| Exercise instructions |
Please return every line from the entries that has the string "seagull" in it.

[Natural-language object grounding data]
╭──
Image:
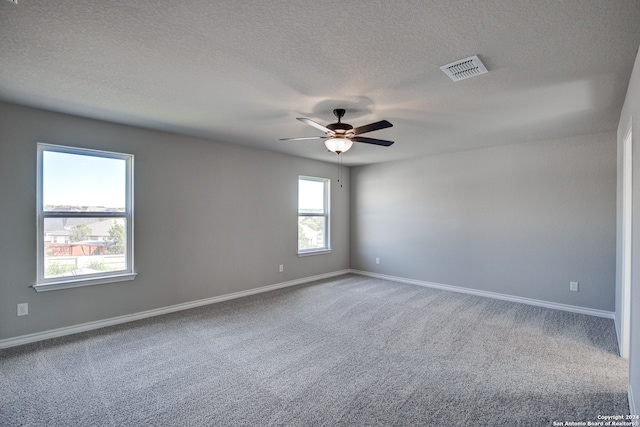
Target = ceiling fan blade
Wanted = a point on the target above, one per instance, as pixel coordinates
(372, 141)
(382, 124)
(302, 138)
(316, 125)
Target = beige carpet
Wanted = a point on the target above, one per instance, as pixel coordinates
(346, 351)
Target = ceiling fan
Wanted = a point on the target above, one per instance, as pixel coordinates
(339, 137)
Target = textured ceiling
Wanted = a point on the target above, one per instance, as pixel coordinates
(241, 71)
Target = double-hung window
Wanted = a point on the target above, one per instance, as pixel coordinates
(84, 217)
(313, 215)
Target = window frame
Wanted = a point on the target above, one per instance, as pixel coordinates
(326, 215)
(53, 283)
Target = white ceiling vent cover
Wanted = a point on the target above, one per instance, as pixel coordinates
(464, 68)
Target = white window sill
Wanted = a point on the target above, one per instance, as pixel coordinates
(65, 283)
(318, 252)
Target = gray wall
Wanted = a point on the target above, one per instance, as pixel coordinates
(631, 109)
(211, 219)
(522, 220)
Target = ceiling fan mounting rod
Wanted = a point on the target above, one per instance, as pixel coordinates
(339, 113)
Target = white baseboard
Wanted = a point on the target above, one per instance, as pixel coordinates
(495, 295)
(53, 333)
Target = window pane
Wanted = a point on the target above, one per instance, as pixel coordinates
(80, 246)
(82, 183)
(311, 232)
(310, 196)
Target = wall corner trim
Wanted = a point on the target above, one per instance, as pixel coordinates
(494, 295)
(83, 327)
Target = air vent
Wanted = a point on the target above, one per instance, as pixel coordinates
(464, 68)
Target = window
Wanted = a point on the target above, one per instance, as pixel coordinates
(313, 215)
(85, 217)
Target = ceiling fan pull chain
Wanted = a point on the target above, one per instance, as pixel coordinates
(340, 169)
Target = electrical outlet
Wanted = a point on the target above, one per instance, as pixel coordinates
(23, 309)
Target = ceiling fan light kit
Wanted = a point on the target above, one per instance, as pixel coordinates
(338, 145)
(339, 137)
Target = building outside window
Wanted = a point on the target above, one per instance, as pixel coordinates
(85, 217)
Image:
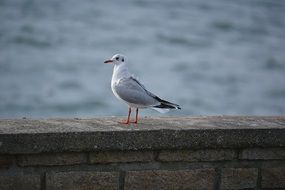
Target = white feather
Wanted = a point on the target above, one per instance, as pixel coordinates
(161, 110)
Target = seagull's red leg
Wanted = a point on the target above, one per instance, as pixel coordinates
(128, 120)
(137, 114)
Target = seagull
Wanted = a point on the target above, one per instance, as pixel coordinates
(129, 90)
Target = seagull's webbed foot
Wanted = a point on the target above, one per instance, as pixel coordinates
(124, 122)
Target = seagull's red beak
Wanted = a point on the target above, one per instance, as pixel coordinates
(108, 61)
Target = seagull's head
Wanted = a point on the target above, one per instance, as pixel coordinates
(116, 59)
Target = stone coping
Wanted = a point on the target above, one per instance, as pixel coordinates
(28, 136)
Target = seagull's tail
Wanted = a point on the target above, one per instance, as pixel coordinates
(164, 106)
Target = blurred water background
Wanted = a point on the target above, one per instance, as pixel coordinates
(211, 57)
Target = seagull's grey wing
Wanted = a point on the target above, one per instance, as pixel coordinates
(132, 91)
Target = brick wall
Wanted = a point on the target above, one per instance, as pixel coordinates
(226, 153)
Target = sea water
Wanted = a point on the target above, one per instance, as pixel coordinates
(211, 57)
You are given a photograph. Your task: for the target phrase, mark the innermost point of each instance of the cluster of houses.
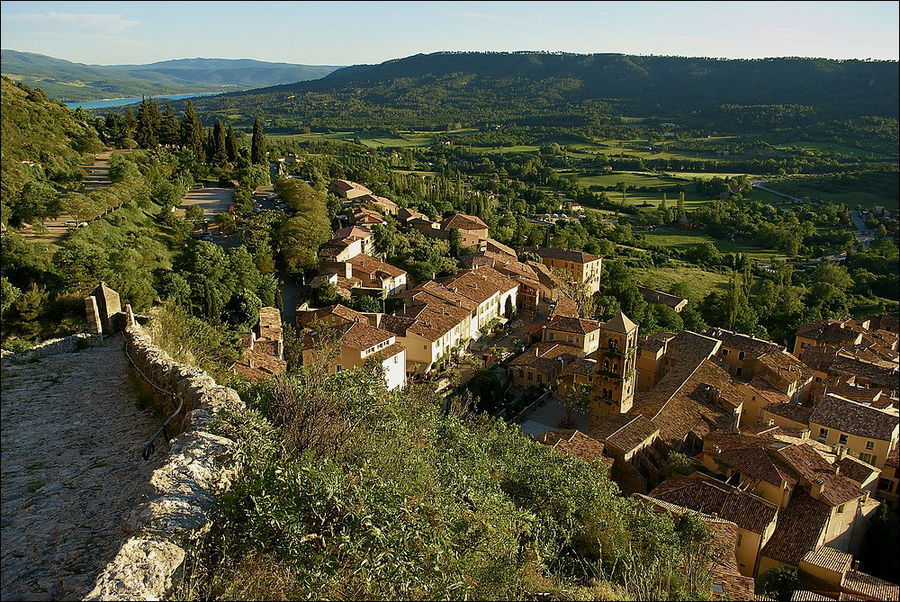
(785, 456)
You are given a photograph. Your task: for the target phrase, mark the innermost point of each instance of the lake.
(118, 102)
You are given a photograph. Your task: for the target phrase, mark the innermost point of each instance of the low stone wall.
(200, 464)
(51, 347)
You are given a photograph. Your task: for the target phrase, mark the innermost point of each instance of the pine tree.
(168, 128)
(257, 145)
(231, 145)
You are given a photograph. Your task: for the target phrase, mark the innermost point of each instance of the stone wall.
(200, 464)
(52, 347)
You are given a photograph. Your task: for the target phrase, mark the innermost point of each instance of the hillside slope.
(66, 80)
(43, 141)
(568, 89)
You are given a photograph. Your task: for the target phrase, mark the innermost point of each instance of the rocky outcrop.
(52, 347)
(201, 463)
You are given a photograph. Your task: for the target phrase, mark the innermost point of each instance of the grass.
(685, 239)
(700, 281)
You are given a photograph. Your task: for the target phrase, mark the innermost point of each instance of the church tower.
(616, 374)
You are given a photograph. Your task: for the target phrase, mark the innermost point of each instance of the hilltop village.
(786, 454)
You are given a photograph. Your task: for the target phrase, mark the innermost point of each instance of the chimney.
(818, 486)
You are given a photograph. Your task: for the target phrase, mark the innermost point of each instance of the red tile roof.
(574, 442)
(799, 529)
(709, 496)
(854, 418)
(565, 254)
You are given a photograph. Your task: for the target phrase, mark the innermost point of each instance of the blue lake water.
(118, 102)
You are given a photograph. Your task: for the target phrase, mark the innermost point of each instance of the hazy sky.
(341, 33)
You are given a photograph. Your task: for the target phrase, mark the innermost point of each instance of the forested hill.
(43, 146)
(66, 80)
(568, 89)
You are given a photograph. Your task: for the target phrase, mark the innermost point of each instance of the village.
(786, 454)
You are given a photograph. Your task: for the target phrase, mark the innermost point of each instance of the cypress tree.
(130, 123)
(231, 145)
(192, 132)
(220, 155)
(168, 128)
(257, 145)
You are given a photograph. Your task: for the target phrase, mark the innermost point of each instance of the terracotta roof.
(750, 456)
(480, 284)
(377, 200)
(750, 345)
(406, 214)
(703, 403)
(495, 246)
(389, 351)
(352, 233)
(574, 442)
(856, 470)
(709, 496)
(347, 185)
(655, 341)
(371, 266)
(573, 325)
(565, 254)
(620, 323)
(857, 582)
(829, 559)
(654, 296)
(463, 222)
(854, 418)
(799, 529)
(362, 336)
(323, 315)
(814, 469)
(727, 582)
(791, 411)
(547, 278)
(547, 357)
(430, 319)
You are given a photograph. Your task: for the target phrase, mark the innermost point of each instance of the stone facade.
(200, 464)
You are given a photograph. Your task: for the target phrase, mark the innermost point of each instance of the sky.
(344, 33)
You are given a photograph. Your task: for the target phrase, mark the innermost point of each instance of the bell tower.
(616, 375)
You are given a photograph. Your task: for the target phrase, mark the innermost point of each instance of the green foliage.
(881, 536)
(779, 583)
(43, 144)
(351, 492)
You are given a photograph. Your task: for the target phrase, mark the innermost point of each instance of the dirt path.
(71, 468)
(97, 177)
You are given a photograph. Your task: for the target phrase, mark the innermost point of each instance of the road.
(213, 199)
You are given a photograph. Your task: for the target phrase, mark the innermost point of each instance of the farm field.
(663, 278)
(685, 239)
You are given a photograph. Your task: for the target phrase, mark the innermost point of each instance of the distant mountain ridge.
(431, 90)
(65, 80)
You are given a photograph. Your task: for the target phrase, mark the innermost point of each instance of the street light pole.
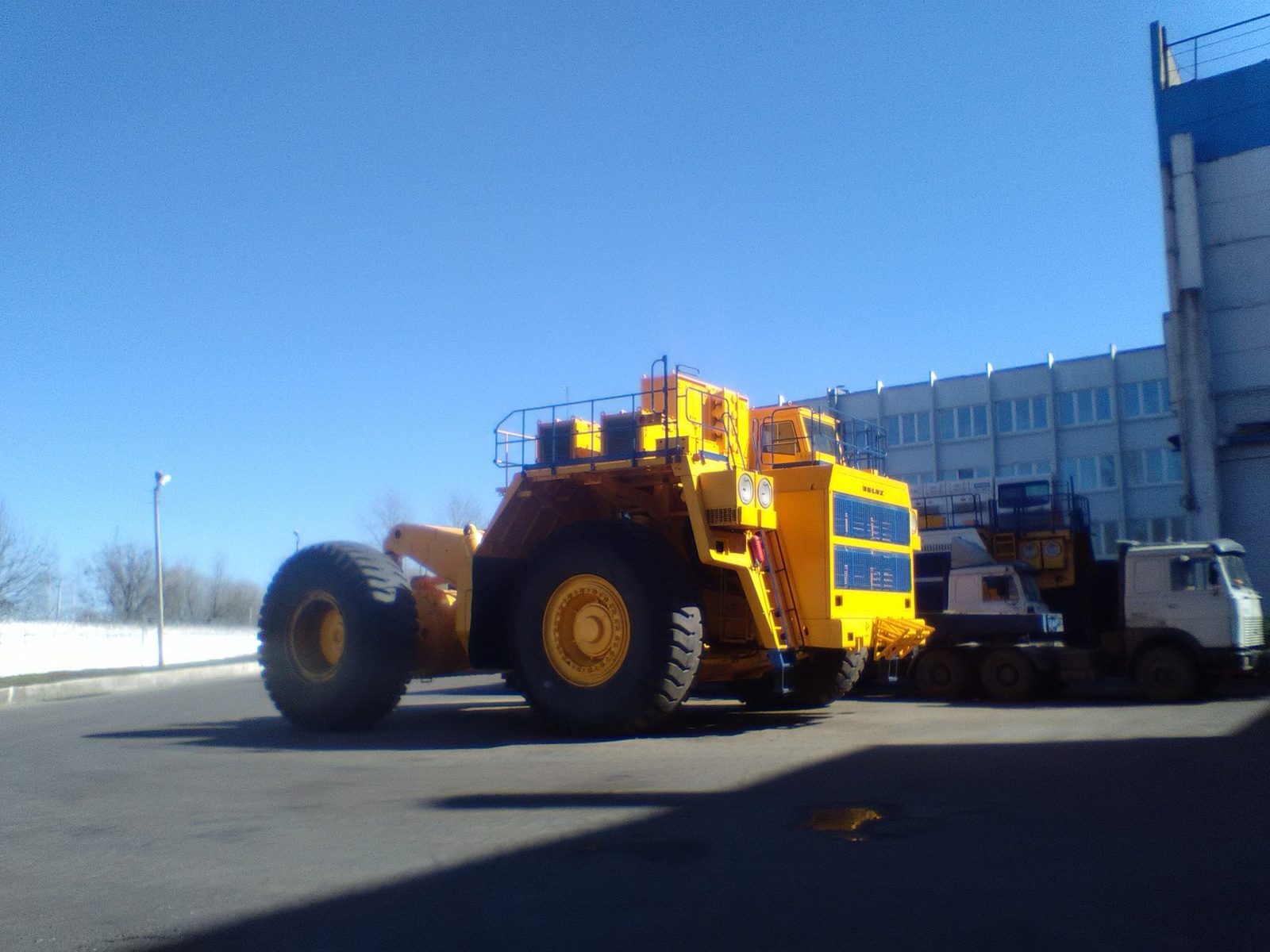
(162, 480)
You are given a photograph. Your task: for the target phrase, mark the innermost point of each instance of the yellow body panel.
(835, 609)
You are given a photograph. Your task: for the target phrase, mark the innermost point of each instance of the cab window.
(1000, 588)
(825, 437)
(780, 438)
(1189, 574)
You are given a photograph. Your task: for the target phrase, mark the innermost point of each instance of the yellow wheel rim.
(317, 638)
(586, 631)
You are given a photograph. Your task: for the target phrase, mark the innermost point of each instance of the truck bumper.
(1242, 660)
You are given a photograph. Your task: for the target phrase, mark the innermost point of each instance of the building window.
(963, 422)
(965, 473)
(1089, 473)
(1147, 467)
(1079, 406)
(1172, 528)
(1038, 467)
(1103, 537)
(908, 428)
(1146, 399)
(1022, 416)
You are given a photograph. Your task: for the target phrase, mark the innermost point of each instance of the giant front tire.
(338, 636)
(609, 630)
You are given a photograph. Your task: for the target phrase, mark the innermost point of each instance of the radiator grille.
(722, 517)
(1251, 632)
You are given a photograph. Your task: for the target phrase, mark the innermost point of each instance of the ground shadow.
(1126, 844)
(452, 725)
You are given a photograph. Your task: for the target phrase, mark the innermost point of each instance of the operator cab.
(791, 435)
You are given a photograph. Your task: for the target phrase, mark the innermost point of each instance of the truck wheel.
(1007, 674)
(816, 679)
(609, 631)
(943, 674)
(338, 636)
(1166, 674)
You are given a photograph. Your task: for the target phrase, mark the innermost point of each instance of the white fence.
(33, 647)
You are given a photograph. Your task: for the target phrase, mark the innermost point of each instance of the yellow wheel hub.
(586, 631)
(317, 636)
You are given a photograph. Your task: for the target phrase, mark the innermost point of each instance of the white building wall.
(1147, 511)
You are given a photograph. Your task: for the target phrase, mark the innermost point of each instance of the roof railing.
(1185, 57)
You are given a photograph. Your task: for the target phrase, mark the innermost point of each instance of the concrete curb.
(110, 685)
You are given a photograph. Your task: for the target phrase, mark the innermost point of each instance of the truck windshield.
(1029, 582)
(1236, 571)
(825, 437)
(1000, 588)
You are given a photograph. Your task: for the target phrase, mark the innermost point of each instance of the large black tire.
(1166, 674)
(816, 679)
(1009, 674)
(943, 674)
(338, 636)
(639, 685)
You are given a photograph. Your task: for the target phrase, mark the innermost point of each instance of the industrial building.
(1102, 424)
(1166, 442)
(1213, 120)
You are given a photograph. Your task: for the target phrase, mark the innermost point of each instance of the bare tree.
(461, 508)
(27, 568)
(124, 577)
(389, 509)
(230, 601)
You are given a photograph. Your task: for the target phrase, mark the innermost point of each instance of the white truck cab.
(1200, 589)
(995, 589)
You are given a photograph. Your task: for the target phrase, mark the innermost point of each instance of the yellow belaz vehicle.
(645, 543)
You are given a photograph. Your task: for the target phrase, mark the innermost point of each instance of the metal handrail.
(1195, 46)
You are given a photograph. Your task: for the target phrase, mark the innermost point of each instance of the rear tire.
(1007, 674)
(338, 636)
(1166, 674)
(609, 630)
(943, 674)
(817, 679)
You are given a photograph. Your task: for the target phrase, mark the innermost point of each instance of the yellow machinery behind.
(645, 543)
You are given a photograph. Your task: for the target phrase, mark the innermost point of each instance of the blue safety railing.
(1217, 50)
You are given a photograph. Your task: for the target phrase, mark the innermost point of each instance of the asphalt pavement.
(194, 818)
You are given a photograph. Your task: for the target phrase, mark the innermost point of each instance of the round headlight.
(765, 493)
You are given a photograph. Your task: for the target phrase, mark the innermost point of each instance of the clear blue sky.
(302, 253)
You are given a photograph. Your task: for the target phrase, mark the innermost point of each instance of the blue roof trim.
╰──
| Completed exercise |
Target = seagull's red leg
Target = seagull
Target = seagull's webbed foot
Target = seagull's red beak
Target = seagull's head
Target = seagull's tail
Target = seagull's grey wing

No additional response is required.